Gegebene Anweisung
Gib aus dem Text über Ida Orloff den Abschnitt von „Doch die Mutter“ bis einschließlich „Berlin zu engagieren.“ wortgetreu aus.

Ida Orloff – Biographie & Lebenslauf

Kindheit

Ida Orloff wurde als Ida Margaretha Weißbeck, genannt Iduschka, am 16. Februar 1889 in St. Petersburg geboren. Iduschkas Vater Georg Weißbeck verstarb als sie vier Jahre alt war. Wenige Jahre später heiratete Iduschkas Mutter Ida den österreichischen Adligen Georg Siegler, Edler von Eberswald. Er war Offizier, und so wuchs Iduschka in verschiedenen Garnisonsstädten auf.

Das junge Mädchen besuchte für mehrere Jahre eine Klosterschule. Während der Schulzeit unternahm sie einen Selbstmordversuch. Es sollte nicht der einzige in ihrem Leben bleiben. Bereits als Schülerin war sie fest entschlossen, Schauspielerin zu werden, sehr zum Unmut ihrer Mutter.

Doch die Mutter gab dem Bestreben der Tochter nach. Ida Orloff besuchte daher in Wien die Theaterschule Otto. Bereits 1905 erhielt sie ihre Chance für den Beginn einer Schauspielerinnenkarriere. In Wien sollte zu dieser Zeit “Die Büchse der Pandora” von Frank Wedekind aufgeführt werden. Die Rolle der Lulu sollte die junge Tilly Newes spielen. Auch Iduschka, Tilly Freundin, sollte ebenfalls in einer kleinen Rolle mitspielen.

Berlin

Zu dieser Zeit besuchte der Direktor des Berliner Lessingtheaters, Otto Brahm, die Proben zu dem Wedekind-Stück. Er hatte in Berlin bereits mehrere Theaterstücke von Gerhart Hauptmann inszeniert und suchte eine Schauspielerin für die Hauptrolle in “Hanneles Himmelfahrt”. Otto Brahm entdeckte die junge Iduschka, und er war entschlossen, sie nach Berlin zu engagieren.

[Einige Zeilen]
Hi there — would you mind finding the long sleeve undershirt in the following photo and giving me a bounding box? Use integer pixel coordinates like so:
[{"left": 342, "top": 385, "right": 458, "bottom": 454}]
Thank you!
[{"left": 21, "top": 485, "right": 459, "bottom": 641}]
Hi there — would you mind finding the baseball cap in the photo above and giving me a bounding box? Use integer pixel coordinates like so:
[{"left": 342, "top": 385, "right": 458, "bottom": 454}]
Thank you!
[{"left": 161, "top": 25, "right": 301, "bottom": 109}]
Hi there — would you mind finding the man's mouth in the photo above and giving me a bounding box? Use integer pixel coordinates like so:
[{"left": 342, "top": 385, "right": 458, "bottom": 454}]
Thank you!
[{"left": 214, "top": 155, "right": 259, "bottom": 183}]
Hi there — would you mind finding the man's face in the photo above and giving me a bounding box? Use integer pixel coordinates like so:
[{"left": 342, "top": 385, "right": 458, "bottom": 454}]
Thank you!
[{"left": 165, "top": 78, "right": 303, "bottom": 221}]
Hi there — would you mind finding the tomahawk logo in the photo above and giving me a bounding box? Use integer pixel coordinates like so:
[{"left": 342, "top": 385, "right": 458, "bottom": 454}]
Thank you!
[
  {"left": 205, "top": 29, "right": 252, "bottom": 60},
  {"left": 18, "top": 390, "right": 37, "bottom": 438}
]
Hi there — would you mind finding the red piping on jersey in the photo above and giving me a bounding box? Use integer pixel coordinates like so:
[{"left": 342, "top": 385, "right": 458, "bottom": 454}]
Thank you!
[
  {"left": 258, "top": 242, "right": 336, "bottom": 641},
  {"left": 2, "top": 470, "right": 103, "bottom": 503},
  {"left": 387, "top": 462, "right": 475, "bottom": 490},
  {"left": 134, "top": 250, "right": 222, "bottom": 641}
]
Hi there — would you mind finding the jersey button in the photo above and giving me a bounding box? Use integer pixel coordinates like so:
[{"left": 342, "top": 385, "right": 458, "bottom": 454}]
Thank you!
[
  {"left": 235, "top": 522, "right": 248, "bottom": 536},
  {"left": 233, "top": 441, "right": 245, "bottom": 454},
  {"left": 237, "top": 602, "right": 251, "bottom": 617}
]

Erwartete Ausgabe
Doch die Mutter gab dem Bestreben der Tochter nach. Ida Orloff besuchte daher in Wien die Theaterschule Otto. Bereits 1905 erhielt sie ihre Chance für den Beginn einer Schauspielerinnenkarriere. In Wien sollte zu dieser Zeit “Die Büchse der Pandora” von Frank Wedekind aufgeführt werden. Die Rolle der Lulu sollte die junge Tilly Newes spielen. Auch Iduschka, Tilly Freundin, sollte ebenfalls in einer kleinen Rolle mitspielen.

Berlin

Zu dieser Zeit besuchte der Direktor des Berliner Lessingtheaters, Otto Brahm, die Proben zu dem Wedekind-Stück. Er hatte in Berlin bereits mehrere Theaterstücke von Gerhart Hauptmann inszeniert und suchte eine Schauspielerin für die Hauptrolle in “Hanneles Himmelfahrt”. Otto Brahm entdeckte die junge Iduschka, und er war entschlossen, sie nach Berlin zu engagieren.